◆ **Prompt**: Recast the material from its start up to and including the line containing "39), (69, 38)]" as a numbered list, one line per item, with blank lines omitted. Leave the picture out of the answer.
□ □ □ □ □ □ □
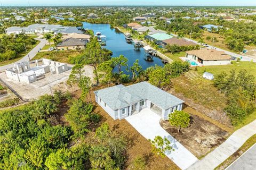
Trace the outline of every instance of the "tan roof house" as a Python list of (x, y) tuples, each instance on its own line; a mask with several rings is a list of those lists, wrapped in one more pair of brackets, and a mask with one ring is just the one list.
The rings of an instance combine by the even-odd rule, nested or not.
[(85, 47), (86, 42), (74, 38), (68, 38), (56, 46), (60, 50), (81, 49)]
[(231, 56), (223, 51), (205, 48), (188, 51), (186, 53), (188, 60), (195, 61), (201, 65), (226, 65), (231, 62)]
[(74, 38), (75, 39), (79, 39), (82, 41), (89, 42), (90, 37), (91, 37), (90, 36), (90, 35), (87, 35), (86, 34), (71, 33), (68, 33), (68, 35), (63, 35), (62, 37), (62, 39), (66, 39), (69, 38)]

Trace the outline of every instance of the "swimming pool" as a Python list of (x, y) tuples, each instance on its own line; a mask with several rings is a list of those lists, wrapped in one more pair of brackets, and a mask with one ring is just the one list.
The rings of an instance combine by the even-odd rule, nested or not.
[(190, 64), (190, 65), (198, 65), (196, 63), (196, 62), (195, 62), (194, 61), (188, 60), (187, 61), (188, 61)]

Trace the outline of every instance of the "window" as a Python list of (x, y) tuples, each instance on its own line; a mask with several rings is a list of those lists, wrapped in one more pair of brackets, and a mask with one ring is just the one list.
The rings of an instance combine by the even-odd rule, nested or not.
[(175, 107), (175, 109), (176, 110), (178, 110), (178, 107), (179, 107), (179, 106), (176, 106)]
[(144, 106), (145, 105), (145, 101), (144, 100), (140, 100), (140, 106)]
[(174, 108), (172, 107), (172, 112), (171, 112), (171, 113), (173, 113), (174, 111)]
[(122, 109), (122, 114), (124, 115), (125, 114), (125, 109), (123, 108)]

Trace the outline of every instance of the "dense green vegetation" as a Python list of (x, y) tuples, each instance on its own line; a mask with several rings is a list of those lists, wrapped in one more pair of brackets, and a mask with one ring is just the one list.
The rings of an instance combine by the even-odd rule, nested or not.
[(233, 70), (229, 74), (222, 72), (215, 76), (214, 84), (227, 97), (225, 109), (234, 125), (254, 111), (256, 82), (254, 76), (245, 70)]
[(0, 39), (0, 62), (14, 59), (26, 48), (36, 43), (33, 37), (25, 34), (4, 35)]
[[(98, 123), (93, 105), (78, 99), (69, 102), (65, 116), (58, 121), (69, 94), (57, 91), (39, 100), (0, 113), (0, 167), (2, 169), (119, 169), (124, 165), (126, 141), (110, 133), (106, 124), (87, 142), (92, 124)], [(94, 115), (94, 116), (93, 116)], [(97, 123), (95, 123), (97, 122)], [(77, 143), (74, 144), (74, 143)]]

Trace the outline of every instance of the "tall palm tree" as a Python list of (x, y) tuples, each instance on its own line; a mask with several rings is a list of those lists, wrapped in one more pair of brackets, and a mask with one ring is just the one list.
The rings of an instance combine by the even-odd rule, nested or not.
[(93, 146), (90, 153), (90, 160), (92, 167), (104, 168), (111, 160), (109, 150), (101, 145)]
[(199, 41), (198, 41), (198, 42), (200, 43), (200, 49), (202, 49), (202, 44), (203, 43), (205, 43), (204, 39), (203, 38), (200, 37), (199, 39)]
[(47, 33), (44, 35), (44, 37), (48, 41), (48, 42), (49, 42), (49, 46), (51, 47), (51, 42), (50, 41), (50, 40), (52, 38), (52, 35), (50, 33)]

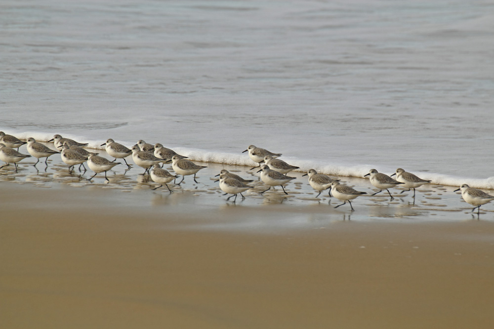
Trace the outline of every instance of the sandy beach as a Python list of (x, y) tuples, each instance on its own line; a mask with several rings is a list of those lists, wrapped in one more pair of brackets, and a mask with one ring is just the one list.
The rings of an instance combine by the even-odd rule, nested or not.
[[(170, 194), (151, 190), (135, 165), (109, 173), (106, 183), (102, 175), (93, 183), (69, 175), (57, 155), (49, 163), (46, 172), (29, 160), (18, 174), (0, 171), (3, 328), (494, 321), (493, 214), (486, 205), (478, 220), (453, 187), (424, 186), (415, 205), (404, 201), (410, 193), (362, 197), (351, 213), (327, 195), (315, 200), (302, 173), (288, 197), (253, 191), (233, 204), (214, 175), (226, 168), (247, 177), (248, 168), (203, 164), (199, 183), (186, 177)], [(372, 190), (368, 181), (342, 178)]]

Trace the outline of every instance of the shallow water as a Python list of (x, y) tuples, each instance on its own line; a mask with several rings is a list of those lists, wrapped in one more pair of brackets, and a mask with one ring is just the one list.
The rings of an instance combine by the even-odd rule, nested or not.
[(0, 129), (494, 188), (494, 4), (5, 1)]
[[(50, 143), (46, 143), (50, 145)], [(27, 153), (25, 146), (21, 146), (22, 152)], [(110, 157), (104, 151), (100, 156)], [(330, 228), (335, 223), (347, 220), (357, 222), (398, 222), (408, 223), (430, 222), (451, 222), (481, 220), (494, 220), (492, 205), (482, 206), (480, 215), (472, 213), (473, 206), (461, 198), (460, 192), (454, 192), (455, 187), (427, 184), (416, 189), (414, 199), (413, 191), (396, 188), (389, 189), (394, 198), (390, 200), (385, 190), (375, 195), (371, 194), (378, 190), (372, 186), (366, 178), (340, 178), (341, 183), (366, 192), (367, 194), (352, 201), (355, 211), (351, 211), (348, 203), (335, 209), (342, 203), (334, 197), (329, 197), (329, 190), (323, 191), (318, 197), (317, 191), (308, 183), (307, 177), (302, 173), (290, 172), (289, 176), (296, 178), (287, 184), (285, 188), (288, 193), (283, 193), (281, 187), (276, 186), (260, 194), (268, 186), (259, 179), (257, 169), (249, 170), (244, 166), (235, 166), (217, 163), (198, 162), (207, 166), (197, 174), (197, 183), (193, 176), (186, 176), (180, 185), (172, 182), (168, 184), (172, 193), (163, 186), (159, 186), (148, 175), (142, 175), (144, 169), (133, 164), (130, 158), (127, 160), (132, 168), (127, 169), (123, 161), (107, 173), (109, 180), (105, 180), (104, 173), (98, 174), (91, 181), (87, 181), (94, 175), (88, 169), (81, 171), (76, 166), (74, 171), (69, 172), (68, 166), (62, 162), (60, 156), (55, 154), (49, 158), (48, 166), (43, 163), (38, 164), (33, 158), (18, 163), (19, 170), (15, 172), (13, 165), (0, 169), (0, 183), (3, 188), (8, 188), (10, 184), (20, 184), (29, 186), (40, 193), (48, 193), (52, 189), (71, 189), (85, 191), (74, 204), (67, 205), (72, 208), (81, 205), (91, 206), (90, 200), (94, 195), (107, 200), (111, 205), (114, 215), (125, 216), (128, 212), (140, 209), (157, 218), (172, 218), (174, 215), (181, 218), (187, 215), (190, 220), (176, 223), (177, 229), (207, 231), (255, 231), (273, 233), (291, 230)], [(85, 164), (87, 167), (87, 164)], [(165, 168), (172, 172), (171, 165)], [(249, 183), (252, 189), (243, 192), (242, 199), (238, 196), (236, 202), (231, 195), (223, 195), (224, 192), (216, 182), (223, 169), (239, 175), (246, 179), (253, 180)], [(181, 180), (179, 177), (176, 181)], [(110, 193), (105, 193), (104, 190)], [(69, 190), (68, 193), (70, 192)], [(491, 194), (493, 191), (488, 191)], [(24, 207), (25, 200), (19, 200), (20, 207)], [(39, 201), (35, 201), (38, 204)], [(39, 205), (42, 206), (42, 203)], [(60, 209), (65, 205), (60, 205)], [(95, 210), (95, 211), (97, 211)], [(210, 216), (208, 212), (221, 216)], [(170, 229), (168, 228), (167, 229)]]

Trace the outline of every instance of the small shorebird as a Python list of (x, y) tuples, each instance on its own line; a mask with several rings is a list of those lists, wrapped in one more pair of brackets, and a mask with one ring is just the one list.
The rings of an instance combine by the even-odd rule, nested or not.
[(219, 188), (225, 192), (223, 195), (227, 194), (232, 194), (226, 199), (226, 201), (230, 200), (232, 196), (235, 196), (235, 198), (233, 199), (235, 202), (237, 200), (237, 195), (240, 193), (242, 197), (242, 200), (246, 198), (242, 194), (242, 192), (247, 191), (252, 188), (251, 187), (246, 185), (242, 182), (228, 177), (226, 174), (221, 174), (219, 175), (219, 179), (215, 182), (219, 182)]
[[(72, 173), (74, 171), (74, 166), (76, 165), (82, 164), (87, 160), (87, 155), (82, 155), (75, 149), (70, 148), (69, 145), (64, 143), (62, 146), (62, 153), (60, 153), (62, 157), (62, 161), (66, 164), (69, 165), (69, 173)], [(72, 167), (71, 170), (71, 167)], [(83, 167), (84, 172), (86, 171), (86, 167)], [(81, 171), (81, 166), (79, 166), (79, 171)]]
[(261, 194), (266, 191), (269, 190), (269, 189), (271, 188), (271, 186), (281, 185), (281, 188), (283, 189), (283, 192), (285, 192), (285, 194), (288, 195), (288, 193), (285, 190), (285, 187), (283, 187), (283, 184), (286, 184), (292, 180), (295, 179), (295, 177), (286, 176), (281, 173), (279, 173), (277, 171), (272, 170), (269, 169), (269, 167), (268, 167), (267, 165), (265, 164), (262, 165), (261, 167), (261, 170), (257, 172), (259, 173), (260, 172), (261, 172), (261, 180), (262, 180), (265, 184), (269, 186), (269, 188), (268, 189), (259, 192)]
[(127, 168), (130, 169), (132, 167), (127, 163), (127, 160), (125, 159), (129, 155), (132, 155), (132, 150), (126, 146), (115, 143), (115, 141), (111, 138), (106, 140), (106, 143), (101, 144), (100, 146), (106, 145), (105, 149), (106, 152), (110, 156), (113, 156), (115, 158), (112, 162), (117, 161), (117, 159), (123, 159), (125, 161), (125, 164), (127, 165)]
[(264, 163), (268, 165), (270, 169), (281, 173), (283, 175), (288, 174), (293, 169), (298, 169), (300, 167), (289, 165), (283, 160), (275, 159), (272, 155), (264, 157)]
[(480, 213), (480, 206), (485, 205), (488, 202), (490, 202), (494, 200), (494, 196), (479, 189), (470, 187), (466, 184), (463, 184), (461, 187), (458, 189), (454, 190), (454, 192), (461, 191), (461, 196), (467, 203), (469, 203), (472, 206), (475, 206), (472, 212), (477, 208), (477, 214)]
[(0, 131), (0, 143), (7, 147), (17, 148), (18, 152), (19, 147), (26, 144), (25, 142), (23, 142), (11, 135), (5, 135), (3, 131)]
[(178, 177), (178, 176), (176, 175), (172, 175), (171, 174), (170, 174), (168, 172), (167, 170), (162, 169), (162, 168), (160, 167), (160, 165), (157, 163), (155, 164), (154, 167), (153, 167), (153, 169), (151, 169), (151, 179), (153, 180), (153, 182), (157, 183), (158, 184), (161, 184), (161, 185), (158, 187), (155, 187), (152, 189), (155, 190), (157, 188), (159, 188), (163, 186), (164, 184), (165, 184), (165, 185), (166, 186), (166, 188), (168, 189), (168, 190), (170, 191), (170, 193), (171, 193), (171, 190), (170, 189), (170, 188), (166, 184), (166, 183), (170, 183), (173, 180)]
[(264, 162), (264, 157), (266, 155), (271, 155), (273, 158), (277, 158), (279, 156), (281, 156), (281, 153), (273, 153), (267, 149), (261, 148), (260, 147), (256, 147), (254, 145), (249, 145), (248, 147), (247, 147), (247, 149), (242, 152), (242, 153), (245, 153), (247, 151), (248, 151), (248, 156), (250, 159), (254, 162), (257, 162), (259, 164), (258, 166), (250, 168), (250, 170), (260, 167), (261, 163)]
[(48, 146), (41, 143), (38, 143), (36, 140), (32, 137), (30, 137), (27, 140), (28, 145), (26, 146), (28, 149), (28, 152), (33, 156), (37, 158), (38, 161), (33, 165), (36, 167), (38, 163), (40, 162), (41, 158), (46, 158), (44, 160), (44, 164), (48, 167), (48, 157), (60, 153), (58, 151), (51, 149)]
[(64, 142), (67, 141), (72, 143), (70, 146), (75, 145), (76, 146), (87, 146), (87, 143), (81, 143), (78, 142), (76, 142), (74, 140), (71, 140), (70, 138), (63, 138), (61, 136), (58, 135), (58, 134), (54, 135), (53, 138), (48, 141), (48, 142), (53, 142), (53, 144), (55, 145), (55, 147), (57, 148), (60, 148), (61, 147), (63, 146)]
[(185, 176), (189, 175), (194, 174), (194, 181), (198, 183), (196, 180), (196, 174), (203, 168), (206, 168), (204, 166), (199, 166), (192, 161), (187, 159), (182, 159), (179, 155), (173, 155), (171, 157), (171, 167), (173, 168), (173, 171), (178, 175), (182, 175), (182, 180), (178, 183), (180, 185), (184, 180)]
[(366, 192), (359, 192), (349, 186), (340, 184), (339, 182), (336, 181), (333, 181), (331, 183), (331, 191), (335, 198), (340, 201), (343, 201), (343, 203), (338, 205), (334, 207), (335, 208), (337, 208), (340, 206), (343, 206), (346, 203), (347, 201), (348, 201), (348, 203), (350, 204), (350, 207), (352, 208), (352, 211), (355, 211), (355, 210), (352, 206), (352, 203), (350, 200), (353, 200), (357, 197), (362, 194), (367, 194)]
[(100, 173), (105, 172), (105, 179), (110, 182), (110, 180), (106, 177), (106, 172), (118, 164), (121, 164), (120, 162), (113, 162), (102, 156), (98, 156), (94, 153), (90, 153), (88, 156), (87, 165), (95, 173), (87, 180), (90, 181)]
[(149, 153), (154, 153), (154, 146), (149, 144), (142, 140), (139, 140), (136, 144), (144, 152), (149, 152)]
[(13, 148), (5, 146), (5, 144), (0, 143), (0, 160), (5, 163), (5, 164), (0, 167), (0, 169), (6, 167), (11, 163), (13, 163), (15, 166), (15, 172), (17, 172), (17, 163), (23, 159), (29, 158), (31, 155), (23, 154), (16, 151)]
[(400, 184), (405, 183), (395, 181), (387, 175), (385, 175), (382, 173), (378, 173), (377, 171), (375, 169), (370, 169), (369, 173), (364, 177), (365, 177), (369, 175), (370, 176), (370, 177), (369, 178), (370, 183), (379, 189), (379, 191), (376, 192), (373, 194), (370, 194), (371, 195), (375, 195), (378, 193), (382, 191), (382, 190), (385, 189), (388, 191), (388, 193), (389, 194), (389, 196), (391, 197), (391, 200), (394, 200), (394, 198), (391, 195), (391, 192), (389, 192), (389, 190), (388, 189), (394, 187), (397, 185)]
[(166, 148), (160, 143), (155, 144), (154, 150), (155, 156), (157, 158), (161, 158), (165, 160), (171, 160), (171, 158), (173, 157), (173, 155), (178, 155), (181, 159), (188, 157), (183, 155), (180, 155), (172, 149)]
[(404, 192), (408, 192), (413, 188), (414, 198), (415, 197), (415, 188), (416, 187), (420, 187), (424, 184), (426, 184), (431, 182), (430, 181), (426, 181), (425, 180), (423, 180), (421, 178), (419, 178), (413, 174), (407, 172), (401, 168), (399, 168), (396, 169), (396, 172), (392, 175), (390, 177), (392, 177), (395, 175), (396, 175), (396, 180), (398, 182), (401, 182), (402, 183), (404, 183), (403, 185), (402, 186), (408, 189), (408, 190), (403, 190), (400, 192), (400, 193), (403, 193)]
[(157, 158), (152, 153), (141, 151), (137, 145), (132, 146), (132, 159), (134, 160), (135, 164), (145, 168), (146, 170), (142, 175), (145, 175), (146, 172), (149, 172), (149, 168), (154, 165), (163, 161), (163, 159)]
[[(65, 141), (63, 142), (63, 145), (62, 146), (62, 149), (73, 149), (76, 152), (82, 155), (82, 156), (85, 156), (88, 157), (89, 154), (94, 154), (94, 155), (97, 155), (99, 153), (93, 153), (92, 152), (89, 152), (85, 148), (83, 148), (80, 146), (77, 146), (74, 144), (73, 143), (70, 141)], [(81, 167), (82, 167), (84, 168), (84, 171), (85, 172), (87, 169), (86, 167), (84, 166), (84, 163), (82, 162), (79, 165), (79, 171), (81, 171)]]
[[(215, 175), (214, 177), (217, 177), (218, 176), (221, 176), (221, 175), (224, 175), (224, 174), (225, 175), (226, 175), (227, 177), (229, 177), (230, 178), (233, 178), (234, 179), (236, 179), (237, 181), (238, 181), (239, 182), (240, 182), (241, 183), (250, 183), (251, 182), (253, 182), (254, 181), (254, 180), (245, 180), (245, 179), (244, 179), (243, 178), (242, 178), (242, 177), (241, 177), (240, 176), (239, 176), (238, 175), (235, 175), (235, 174), (232, 174), (232, 173), (230, 173), (229, 171), (228, 171), (226, 169), (222, 169), (221, 171), (219, 172), (219, 174), (218, 174), (218, 175)], [(217, 181), (216, 181), (216, 182), (217, 182)]]
[[(307, 176), (309, 176), (309, 183), (310, 185), (315, 190), (319, 191), (318, 195), (316, 196), (316, 198), (319, 196), (319, 194), (323, 191), (331, 187), (331, 183), (336, 181), (336, 180), (333, 180), (328, 175), (324, 175), (324, 174), (318, 174), (315, 169), (309, 169), (307, 173), (302, 175), (302, 177), (303, 177)], [(330, 197), (331, 196), (330, 190), (328, 192), (328, 195)]]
□ □ □ □ □ □ □
◆ **Correct output**:
1. Trace the outline of every instance of the "tan roof house" as a Python list of (x, y) tuples, each instance on its own line; a mask with several rings is a list of those lists, wrapped in one more pair of brackets, and a mask with one ring is just the one list.
2. The rings of an instance combine by the even-odd rule, nested or not.
3. [(85, 47), (86, 42), (74, 38), (68, 38), (56, 46), (60, 50), (81, 49)]
4. [(231, 56), (223, 51), (205, 48), (188, 51), (186, 53), (188, 60), (195, 61), (201, 65), (226, 65), (231, 62)]
5. [(74, 38), (75, 39), (79, 39), (82, 41), (89, 42), (90, 37), (91, 37), (90, 36), (90, 35), (87, 35), (86, 34), (71, 33), (68, 33), (68, 35), (63, 35), (62, 37), (62, 39), (66, 39), (69, 38)]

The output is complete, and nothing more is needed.